## GOAL
Continue the mailing-list post below about a subselect that needs OFFSET 0 for good performance, picking up right after its last line.

## PROVIDED PASSAGE
━━━━

Re: subselect requires offset 0 for good performance. - Mailing list pgsql-performance

From Scott Marlowe
Subject Re: subselect requires offset 0 for good performance.
Date
Msg-id CAOR=d=0FhMvYC5iFMRhJ_exQKYQE1_CzRBsAUhgQMGCe1mFYRw@mail.gmail.com
Whole thread Raw
In response to Re: subselect requires offset 0 for good performance.  (Tom Lane <tgl@sss.pgh.pa.us>)
Responses Re: subselect requires offset 0 for good performance.
List pgsql-performance
On Fri, Aug 2, 2013 at 2:51 PM, Tom Lane <tgl@sss.pgh.pa.us> wrote:
> Scott Marlowe <scott.marlowe@gmail.com> writes:
>> Yep. Added the indexes and performance went right into the dumper. New
>> plan on new table with old data added in random order now looks like
>> the old table, only worse because it's on a slower drive. Just to be
>> complete here's the plan: http://explain.depesz.com/s/PYH Note that I
>> created new table with order by random() and created indexes. Ran
>> analyze on it, and the select plan looks similar now:
>> http://explain.depesz.com/s/bsE
>
>> So maybe I can make a test case now. But to summarize, when it can use
>> indexes this query gets REAL slow because it lacks a materialize step.
>> That seem about right?

━━━━

## MATERIAL

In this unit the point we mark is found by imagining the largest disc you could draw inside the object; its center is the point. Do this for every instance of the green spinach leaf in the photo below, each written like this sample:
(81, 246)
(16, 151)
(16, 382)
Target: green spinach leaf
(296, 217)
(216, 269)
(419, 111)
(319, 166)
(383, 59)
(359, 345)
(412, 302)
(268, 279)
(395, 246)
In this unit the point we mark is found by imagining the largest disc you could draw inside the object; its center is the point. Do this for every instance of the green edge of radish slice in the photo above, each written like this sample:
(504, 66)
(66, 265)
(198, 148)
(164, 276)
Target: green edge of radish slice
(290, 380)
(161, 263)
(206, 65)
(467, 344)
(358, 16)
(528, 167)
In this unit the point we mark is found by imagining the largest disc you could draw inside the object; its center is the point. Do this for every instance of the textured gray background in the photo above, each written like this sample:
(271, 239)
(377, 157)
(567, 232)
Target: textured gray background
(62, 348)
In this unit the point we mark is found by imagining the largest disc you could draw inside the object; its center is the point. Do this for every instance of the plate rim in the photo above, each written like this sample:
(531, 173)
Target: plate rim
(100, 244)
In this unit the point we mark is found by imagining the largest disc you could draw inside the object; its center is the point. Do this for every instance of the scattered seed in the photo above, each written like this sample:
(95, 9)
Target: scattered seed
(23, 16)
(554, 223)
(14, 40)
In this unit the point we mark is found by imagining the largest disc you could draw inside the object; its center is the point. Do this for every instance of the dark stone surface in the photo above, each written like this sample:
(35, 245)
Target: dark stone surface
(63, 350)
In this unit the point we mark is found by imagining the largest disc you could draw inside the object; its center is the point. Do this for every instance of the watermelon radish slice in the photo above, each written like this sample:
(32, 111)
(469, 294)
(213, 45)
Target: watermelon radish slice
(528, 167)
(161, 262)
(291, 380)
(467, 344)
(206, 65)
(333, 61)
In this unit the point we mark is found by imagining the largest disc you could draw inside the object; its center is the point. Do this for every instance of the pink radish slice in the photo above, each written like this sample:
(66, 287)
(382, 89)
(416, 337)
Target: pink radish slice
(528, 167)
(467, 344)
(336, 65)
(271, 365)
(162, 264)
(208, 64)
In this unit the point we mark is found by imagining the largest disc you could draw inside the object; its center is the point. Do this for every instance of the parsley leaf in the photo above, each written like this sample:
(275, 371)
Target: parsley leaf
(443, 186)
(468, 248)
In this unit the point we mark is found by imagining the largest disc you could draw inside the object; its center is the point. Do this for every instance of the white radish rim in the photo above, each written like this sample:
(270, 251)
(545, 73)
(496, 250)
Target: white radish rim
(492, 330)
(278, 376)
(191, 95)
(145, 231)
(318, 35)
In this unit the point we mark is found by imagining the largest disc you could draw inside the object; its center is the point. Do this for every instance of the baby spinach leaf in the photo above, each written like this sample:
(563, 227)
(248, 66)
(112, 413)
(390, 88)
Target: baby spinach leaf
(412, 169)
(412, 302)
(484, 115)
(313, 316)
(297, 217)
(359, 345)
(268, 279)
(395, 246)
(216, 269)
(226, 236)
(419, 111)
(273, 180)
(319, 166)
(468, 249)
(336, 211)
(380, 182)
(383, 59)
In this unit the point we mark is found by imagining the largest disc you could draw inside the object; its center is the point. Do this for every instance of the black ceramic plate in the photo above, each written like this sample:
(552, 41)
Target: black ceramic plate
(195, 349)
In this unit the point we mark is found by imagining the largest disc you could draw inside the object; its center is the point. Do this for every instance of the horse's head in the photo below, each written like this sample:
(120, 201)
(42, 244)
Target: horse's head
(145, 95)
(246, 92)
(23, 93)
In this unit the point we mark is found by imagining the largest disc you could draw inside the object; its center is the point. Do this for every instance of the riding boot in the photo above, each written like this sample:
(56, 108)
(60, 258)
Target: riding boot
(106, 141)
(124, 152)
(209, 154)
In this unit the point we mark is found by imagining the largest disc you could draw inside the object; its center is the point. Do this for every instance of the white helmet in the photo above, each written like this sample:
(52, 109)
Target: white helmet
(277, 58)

━━━━

## THE OUTPUT
>
> Well, the plans shown here could *not* use a materialize step because the
> inner scan makes use of a value from the current outer row.  The
> materialized plan has to omit one of the index conditions from the inner
> scan and then apply it as a join condition.
>
> I suspect the real reason that the fast case is fast is that the inner
> relation, even without the p.tree_sortkey >= pro_partners.tree_sortkey
> condition, is empty, and thus the join runs very quickly.  But the planner
> doesn't know that.  Its estimate of the row count isn't very large, but
> it's definitely not zero, plus it thinks that adding the additional index
> condition reduces the rowcount by a factor of 3 from there.  So it comes
> to the wrong conclusion about the value of materializing a fixed inner
> relation as opposed to using a parameterized indexscan.
>
> Have you tried increasing the statistics targets for these join columns?
> It's also possible that what you need to do is adjust the planner's
> cost parameters ...

I've tried changing random_page_cost, sequential_page_cost, the cpu*
costs, and setting effective_cache_size all over the place and it
stays just as slow.

our default stats target is 100. Did a stats target = 1000 on the
three cols we access. Same terrible performance. Plan here:
http://explain.depesz.com/s/XVt
stats target=10000, same bad performance, plan:
http://explain.depesz.com/s/kJ54 pretty much the same.  Setting
effective_cache_size='1000GB' make no difference, still slow.

If I set random_page_cost to 75 makes it work, i.e. a materialize
shows up. Note that we run on FusionIO cards, and the whole db fits in
memory, so a very large effective cache size and random page cost of
1.0 is actually accurate for our hardware.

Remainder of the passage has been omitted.